# TASK BRIEF
Quote all of the data exactly as given. Skip every picture it contains.

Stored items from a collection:
-=-=-

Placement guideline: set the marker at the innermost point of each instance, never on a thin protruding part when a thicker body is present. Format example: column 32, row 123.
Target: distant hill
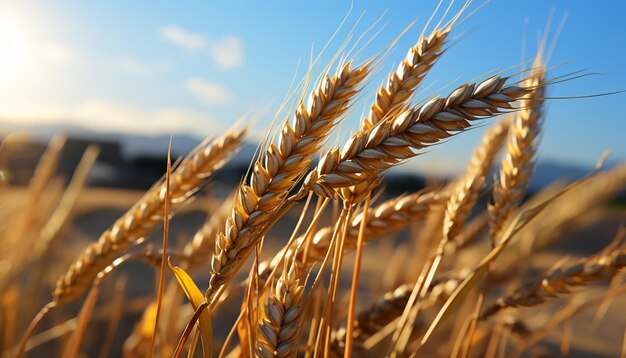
column 145, row 150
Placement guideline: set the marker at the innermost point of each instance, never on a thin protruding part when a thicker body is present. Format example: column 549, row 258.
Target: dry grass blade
column 166, row 226
column 402, row 83
column 278, row 330
column 389, row 308
column 385, row 218
column 369, row 153
column 466, row 192
column 62, row 213
column 561, row 281
column 145, row 215
column 280, row 166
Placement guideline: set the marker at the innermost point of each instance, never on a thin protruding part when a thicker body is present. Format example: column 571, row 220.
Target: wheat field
column 312, row 254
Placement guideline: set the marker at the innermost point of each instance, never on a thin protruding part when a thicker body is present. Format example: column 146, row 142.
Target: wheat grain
column 367, row 154
column 385, row 218
column 281, row 165
column 466, row 192
column 145, row 215
column 518, row 164
column 402, row 83
column 561, row 281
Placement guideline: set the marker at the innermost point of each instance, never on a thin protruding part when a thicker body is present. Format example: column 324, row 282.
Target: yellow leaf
column 196, row 298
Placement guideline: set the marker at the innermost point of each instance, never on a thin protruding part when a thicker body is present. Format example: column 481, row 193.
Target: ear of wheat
column 562, row 281
column 368, row 153
column 518, row 163
column 145, row 215
column 385, row 218
column 466, row 192
column 275, row 173
column 283, row 310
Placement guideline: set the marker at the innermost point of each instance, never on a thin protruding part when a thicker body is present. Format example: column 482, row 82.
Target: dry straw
column 562, row 281
column 518, row 164
column 283, row 309
column 367, row 154
column 467, row 191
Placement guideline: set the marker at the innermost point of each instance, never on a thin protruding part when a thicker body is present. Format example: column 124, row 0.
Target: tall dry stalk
column 145, row 215
column 562, row 281
column 518, row 163
column 467, row 191
column 275, row 173
column 402, row 83
column 385, row 218
column 367, row 154
column 283, row 310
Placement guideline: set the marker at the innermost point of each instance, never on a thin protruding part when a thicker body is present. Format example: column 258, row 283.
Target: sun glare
column 13, row 50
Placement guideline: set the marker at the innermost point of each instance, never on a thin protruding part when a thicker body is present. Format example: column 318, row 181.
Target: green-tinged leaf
column 518, row 223
column 196, row 298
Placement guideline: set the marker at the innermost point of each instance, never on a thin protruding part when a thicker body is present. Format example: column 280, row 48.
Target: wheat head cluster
column 447, row 270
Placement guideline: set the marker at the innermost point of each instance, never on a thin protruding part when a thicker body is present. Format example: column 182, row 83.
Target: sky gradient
column 165, row 68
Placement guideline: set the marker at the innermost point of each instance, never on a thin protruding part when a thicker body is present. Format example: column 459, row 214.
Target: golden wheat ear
column 145, row 215
column 562, row 281
column 280, row 325
column 367, row 154
column 276, row 172
column 518, row 163
column 467, row 191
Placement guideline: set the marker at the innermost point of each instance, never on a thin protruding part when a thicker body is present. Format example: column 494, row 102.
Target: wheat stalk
column 467, row 191
column 561, row 281
column 283, row 309
column 402, row 83
column 281, row 165
column 388, row 217
column 368, row 153
column 145, row 215
column 518, row 164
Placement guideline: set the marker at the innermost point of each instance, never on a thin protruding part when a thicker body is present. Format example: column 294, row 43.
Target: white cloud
column 135, row 67
column 182, row 38
column 106, row 115
column 227, row 52
column 208, row 92
column 57, row 53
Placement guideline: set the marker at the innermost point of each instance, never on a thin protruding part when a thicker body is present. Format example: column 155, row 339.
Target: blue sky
column 195, row 67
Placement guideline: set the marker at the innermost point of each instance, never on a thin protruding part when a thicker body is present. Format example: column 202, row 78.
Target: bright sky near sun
column 181, row 67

-=-=-

# ANSWER TO THIS EXERCISE
Placement guideline: set the marker at the innermost point of each instance, never on a thin protruding part when a thicker body is present. Format example: column 32, row 123.
Target: distant hill
column 145, row 150
Placement guideline: set the marker at the innermost point of each instance, never on a thin protruding part when a thicker body is present. Format example: column 549, row 258.
Target: dry grass blade
column 166, row 226
column 402, row 83
column 278, row 330
column 389, row 308
column 385, row 218
column 369, row 153
column 466, row 192
column 62, row 213
column 561, row 281
column 145, row 215
column 280, row 166
Placement guideline: set the marker at the innermost point of each instance, never on a thin protruding part when a thicker body is present. Format example: column 571, row 220.
Target: wheat field
column 312, row 254
Placement guideline: set the marker at the innermost point of each instance, never on a thin protruding part when a thicker body is present. Format example: column 146, row 142.
Target: wheat grain
column 367, row 154
column 385, row 218
column 281, row 165
column 466, row 192
column 145, row 215
column 518, row 164
column 402, row 83
column 561, row 281
Placement guideline: set the marker at the innermost point of each instance, never on a thin protruding part when a thicker body is present. Format example: column 324, row 282.
Target: yellow leaf
column 196, row 298
Placement guideline: set the marker at the innermost point of each instance, never on a thin protruding part when a thicker body is present. Format example: column 481, row 193.
Target: ear of wheat
column 562, row 281
column 368, row 153
column 518, row 163
column 145, row 215
column 385, row 218
column 466, row 192
column 275, row 173
column 283, row 310
Placement guideline: set the marker at the innermost point of each instance, never on a thin protruding part when a thicker body is present. Format example: column 482, row 82.
Target: dry straw
column 562, row 281
column 518, row 164
column 283, row 309
column 367, row 154
column 467, row 191
Placement guideline: set the marker at the innermost point of each instance, never on a thin protruding part when a thicker body is present. Format example: column 124, row 0.
Target: tall dry stalk
column 145, row 215
column 562, row 281
column 518, row 163
column 467, row 191
column 275, row 173
column 402, row 83
column 385, row 218
column 367, row 154
column 283, row 310
Placement guideline: set the marker at the innermost point of each instance, never on a thin protruding part when a thicker body is present. Format example: column 258, row 283.
Target: sun glare
column 13, row 50
Placement guideline: set the marker at the innermost point of each instance, never on a thin protruding part when a thicker body is present. Format example: column 318, row 181.
Target: green-tinged leaf
column 518, row 223
column 196, row 298
Placement guideline: set the marker at the innermost point of each instance, never on a thin protruding part when a thicker body is present. Format example: column 280, row 48.
Target: wheat head cluster
column 447, row 270
Placement guideline: set the marker at the innermost point of each instance, never on a thin protruding part when a thicker body is present. Format example: column 182, row 83.
Target: sky gradient
column 165, row 68
Placement guideline: set the marker at the innermost point of each instance, never on a thin protruding part when a thicker body is present. Format example: column 459, row 214.
Target: golden wheat ear
column 145, row 215
column 562, row 281
column 280, row 325
column 367, row 154
column 276, row 172
column 518, row 163
column 467, row 191
Placement guideline: set the marker at the innermost point of each instance, never on a thin protruding part when a thicker body is present. Format example: column 494, row 102.
Target: wheat stalk
column 467, row 191
column 561, row 281
column 283, row 309
column 402, row 83
column 281, row 165
column 388, row 217
column 368, row 153
column 145, row 215
column 518, row 164
Placement guideline: set the marker at the innermost point of each instance, never on a thin protruding part when a thicker body is present. Format example: column 294, row 43.
Target: white cloud
column 135, row 67
column 182, row 38
column 106, row 115
column 227, row 52
column 208, row 92
column 57, row 53
Placement guideline: set the marker at the innermost point of each instance, never on a thin protruding part when a thicker body is present. Format example: column 155, row 339.
Target: blue sky
column 195, row 67
Placement guideline: set the marker at the innermost point of each instance, never on a thin protruding part when a thicker body is present. Format example: column 202, row 78.
Target: bright sky near sun
column 181, row 67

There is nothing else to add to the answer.